Risley Cline: Pseudonarcissus
Pseudonarcissus invokes the following pairing of ideas: the distinction yet simultaneous conversation between content and process. Therefore, there are two ways in which the viewer can enter this body of work. Presented as large ink-jet prints, the work asserts the validity of photography as a fine-art medium and questions the perceived notion of audience among the masses.
By photographing the literal and physical phenomenon of audiences leaving concerts, games, and stages of entertainment, the content of the work illuminates the desire for the modern individual to live his or her life with an audience (and its hereafter detrimental effect). The series was created with the following in mind, “With the advent of social media, how often do we flock to stages of entertainment in the hope that we might, one day, wish to watch a rewind of our lives in satisfaction through the technology of pictures”? The work is about how photography has subsequently aided in the idea of fame as being the ultimate totem of successful adult life.
The other way in which to enter the work is through the literal process of making a photographic print. All of the layers of the printing process are included within the final image; transparency is an important facet throughout this body of work. The fingerprints and mechanical marks made from the heaviness of the ink onto the vellum begins a conversation with the viewer about, one, the artist’s hand as blatantly a part of the work as the content of the film itself and, two, the importance of methodology in producing a photographic print.
The result is a series of images that are viewed with the whole body. The work is painterly, forensic, cold and experimental. The work is named after the daffodil (Latin name pseudonarcissus), the flower that stares at its own reflection in the water.
ARTIST BIOS
MARCO CASTELLI lives and works in Firenze, Italy. Both his personal and documentary research move through a deep interest in human environment and life. In 2016 he quit photography, looking for different approaches to visual art and creative communication. His works have been awarded, published and displayed internationally.

• [Tasks to perform]
1. Answer these about the text on Pseudonarcissus:
(a) In what form is the work presented?
(b) What does the work photograph?
(c) What is the series named after?
2. Carry on the text about Pseudonarcissus, starting right after its last sentence.

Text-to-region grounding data
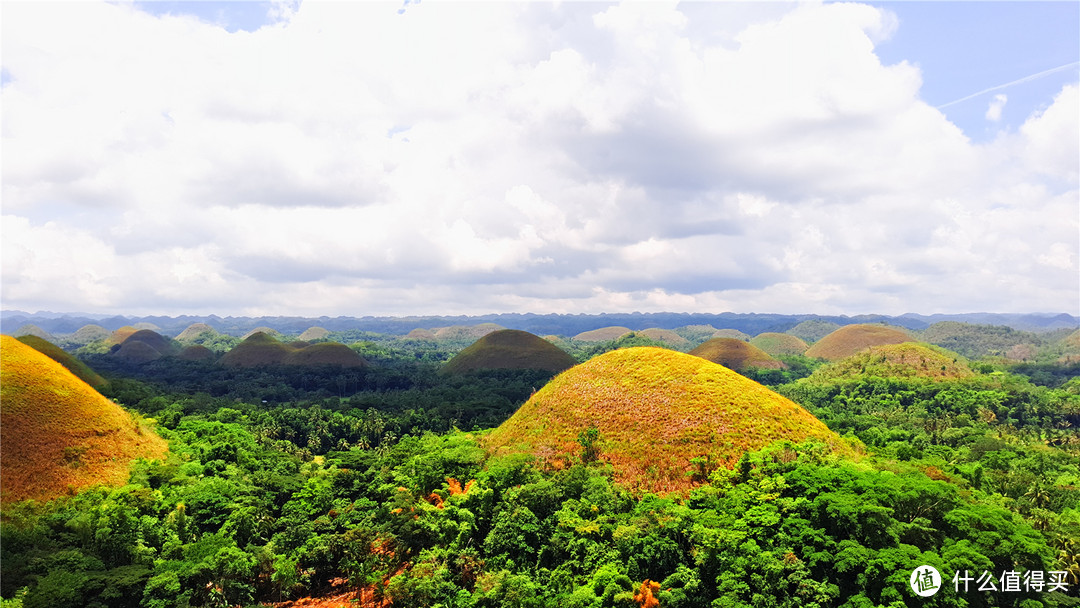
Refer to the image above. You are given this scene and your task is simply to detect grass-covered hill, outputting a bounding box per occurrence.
[485,347,851,491]
[805,323,914,361]
[690,338,786,370]
[220,332,367,367]
[17,336,109,390]
[785,319,840,343]
[176,323,218,343]
[713,329,750,342]
[297,325,330,342]
[808,342,975,382]
[0,336,167,503]
[12,323,56,342]
[750,332,810,356]
[636,327,690,349]
[68,323,111,344]
[573,325,630,342]
[442,329,577,374]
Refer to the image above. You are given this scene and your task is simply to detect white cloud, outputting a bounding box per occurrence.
[2,2,1080,314]
[986,93,1009,122]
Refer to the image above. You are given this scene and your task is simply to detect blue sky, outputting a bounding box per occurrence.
[0,0,1080,315]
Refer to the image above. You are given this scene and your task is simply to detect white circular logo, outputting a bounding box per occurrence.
[910,566,942,597]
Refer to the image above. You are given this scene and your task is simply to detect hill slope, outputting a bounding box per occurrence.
[0,336,168,503]
[17,336,109,389]
[690,338,787,370]
[442,329,577,374]
[808,342,975,382]
[805,323,914,361]
[484,347,851,491]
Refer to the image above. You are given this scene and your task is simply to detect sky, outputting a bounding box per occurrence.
[0,0,1080,316]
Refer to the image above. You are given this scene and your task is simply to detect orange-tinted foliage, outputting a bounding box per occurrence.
[0,336,168,503]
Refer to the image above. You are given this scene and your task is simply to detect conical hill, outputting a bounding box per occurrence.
[807,342,975,382]
[484,347,852,491]
[0,336,168,503]
[17,336,109,390]
[690,338,787,370]
[442,329,577,374]
[806,323,914,361]
[750,332,809,356]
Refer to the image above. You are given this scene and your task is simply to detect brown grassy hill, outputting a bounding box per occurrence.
[284,342,367,367]
[573,325,630,342]
[442,329,577,374]
[176,344,217,361]
[70,324,111,344]
[750,332,810,356]
[105,325,138,344]
[484,347,852,491]
[434,323,505,340]
[220,332,293,367]
[12,323,56,342]
[18,336,109,390]
[784,319,840,344]
[240,326,281,340]
[713,329,750,342]
[690,338,787,370]
[636,327,690,348]
[0,336,168,503]
[176,323,218,342]
[297,326,330,342]
[807,342,975,382]
[805,323,914,361]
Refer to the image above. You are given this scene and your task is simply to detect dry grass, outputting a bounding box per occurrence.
[808,342,975,382]
[18,336,109,389]
[805,323,914,361]
[750,332,810,356]
[484,347,852,492]
[0,336,168,503]
[442,329,577,374]
[573,325,630,342]
[690,338,787,370]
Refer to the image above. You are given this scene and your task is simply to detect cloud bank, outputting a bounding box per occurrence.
[2,1,1080,315]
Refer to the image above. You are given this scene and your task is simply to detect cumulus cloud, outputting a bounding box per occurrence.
[2,2,1080,314]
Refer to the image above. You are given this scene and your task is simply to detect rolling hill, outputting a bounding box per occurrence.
[573,325,630,342]
[690,338,787,370]
[484,347,852,491]
[16,336,109,390]
[807,342,975,382]
[805,323,914,361]
[0,336,168,503]
[750,332,810,356]
[442,329,577,374]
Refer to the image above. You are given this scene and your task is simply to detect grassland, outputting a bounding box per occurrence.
[805,323,914,361]
[750,332,810,356]
[485,347,851,491]
[442,329,577,374]
[0,336,167,503]
[690,338,786,370]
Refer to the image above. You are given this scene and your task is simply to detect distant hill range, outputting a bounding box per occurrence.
[0,310,1080,341]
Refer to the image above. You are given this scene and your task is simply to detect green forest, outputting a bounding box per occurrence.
[0,326,1080,608]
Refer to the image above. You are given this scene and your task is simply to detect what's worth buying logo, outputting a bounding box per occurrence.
[909,566,942,597]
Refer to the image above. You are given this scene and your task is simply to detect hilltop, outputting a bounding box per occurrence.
[220,332,367,367]
[690,338,787,370]
[750,332,810,356]
[484,347,851,491]
[808,342,975,382]
[0,336,167,503]
[805,323,914,361]
[16,336,109,390]
[442,329,577,374]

• [Exercise results]
1.
(a) Large ink-jet prints.
(b) Audiences leaving concerts, games, and stages of entertainment.
(c) The daffodil, whose Latin name is pseudonarcissus.

2.
RISLEY CLINE (b. 1996) is a visual artist from Los Angeles, CA. She received her B.A. in Art from University of California, Los Angeles in June of 2018 and works primarily within the mediums of photography and painting. Her work has been featured in the New Wight Gallery, Avenue Studio 50, Dortort Center for the Arts, and Gallery 800 in Los Angeles. UNFRAMED is her first exhibition in New Orleans, LA where she is presently living and working.
MICHAEL DAROUGH is a nationally exhibiting artist whose work deals with personal, cultural and self-projected identity. He received his BFA from Arizona State University and holds an MFA from the University of Memphis. Michael spent four years teaching photography and the history of photography at Lycoming College in Pennsylvania before accepting a position at Baylor University, where he is currently an Assistant Professor of Photography. Michael is an active member of the Society for Photographic Education and is currently Co-Chair of the SPE Multicultural-Caucus. Recently his work has been shown at The Center for Fine Art Photography in Fort Collins, CO, The Brooks Museum of Art in Memphis, TN, and Site:Brooklyn in Brooklyn, NY.
MEHVEŞ LELIC is a photographer and teaching artist. In her work she ponders modernity and heritage, belonging, making a home, and the resulting relationship with the environment.